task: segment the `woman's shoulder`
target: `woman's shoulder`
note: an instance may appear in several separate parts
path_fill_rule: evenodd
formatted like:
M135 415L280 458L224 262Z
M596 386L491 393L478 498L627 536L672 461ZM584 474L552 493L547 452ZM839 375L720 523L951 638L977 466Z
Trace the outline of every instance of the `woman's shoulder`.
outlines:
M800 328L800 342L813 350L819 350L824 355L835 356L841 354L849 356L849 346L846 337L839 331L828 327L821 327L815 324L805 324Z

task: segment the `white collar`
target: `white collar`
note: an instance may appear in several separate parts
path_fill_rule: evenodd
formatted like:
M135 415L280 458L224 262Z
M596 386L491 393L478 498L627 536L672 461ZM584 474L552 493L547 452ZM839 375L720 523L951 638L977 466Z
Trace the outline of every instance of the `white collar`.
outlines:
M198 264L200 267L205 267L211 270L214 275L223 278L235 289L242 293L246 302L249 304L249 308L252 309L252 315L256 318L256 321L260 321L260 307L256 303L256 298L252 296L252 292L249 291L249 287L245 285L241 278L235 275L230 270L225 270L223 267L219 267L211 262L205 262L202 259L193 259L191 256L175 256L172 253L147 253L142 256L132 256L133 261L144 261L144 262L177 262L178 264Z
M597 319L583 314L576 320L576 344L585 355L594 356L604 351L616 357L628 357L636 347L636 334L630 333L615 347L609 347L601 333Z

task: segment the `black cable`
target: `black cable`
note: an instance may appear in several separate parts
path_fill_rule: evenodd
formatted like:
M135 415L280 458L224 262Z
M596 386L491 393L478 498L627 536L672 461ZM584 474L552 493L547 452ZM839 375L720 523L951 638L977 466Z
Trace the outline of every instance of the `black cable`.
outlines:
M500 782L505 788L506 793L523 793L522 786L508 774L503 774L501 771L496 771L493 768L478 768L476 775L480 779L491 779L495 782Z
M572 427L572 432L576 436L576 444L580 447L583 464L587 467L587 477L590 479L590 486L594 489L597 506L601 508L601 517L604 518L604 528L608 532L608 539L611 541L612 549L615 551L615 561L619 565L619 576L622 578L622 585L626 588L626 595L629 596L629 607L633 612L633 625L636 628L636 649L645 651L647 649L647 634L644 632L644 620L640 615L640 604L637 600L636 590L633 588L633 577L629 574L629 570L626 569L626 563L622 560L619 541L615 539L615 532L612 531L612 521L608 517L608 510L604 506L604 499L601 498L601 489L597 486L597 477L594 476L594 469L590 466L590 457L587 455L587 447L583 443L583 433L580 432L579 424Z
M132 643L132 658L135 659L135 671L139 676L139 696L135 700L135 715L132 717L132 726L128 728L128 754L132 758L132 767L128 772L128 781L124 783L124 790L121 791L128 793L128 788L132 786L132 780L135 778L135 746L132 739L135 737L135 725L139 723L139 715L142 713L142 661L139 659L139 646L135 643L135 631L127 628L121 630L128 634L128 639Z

★ ★ ★

Using the listing above, work out the number of lines that include "task". The reply is that number alone.

3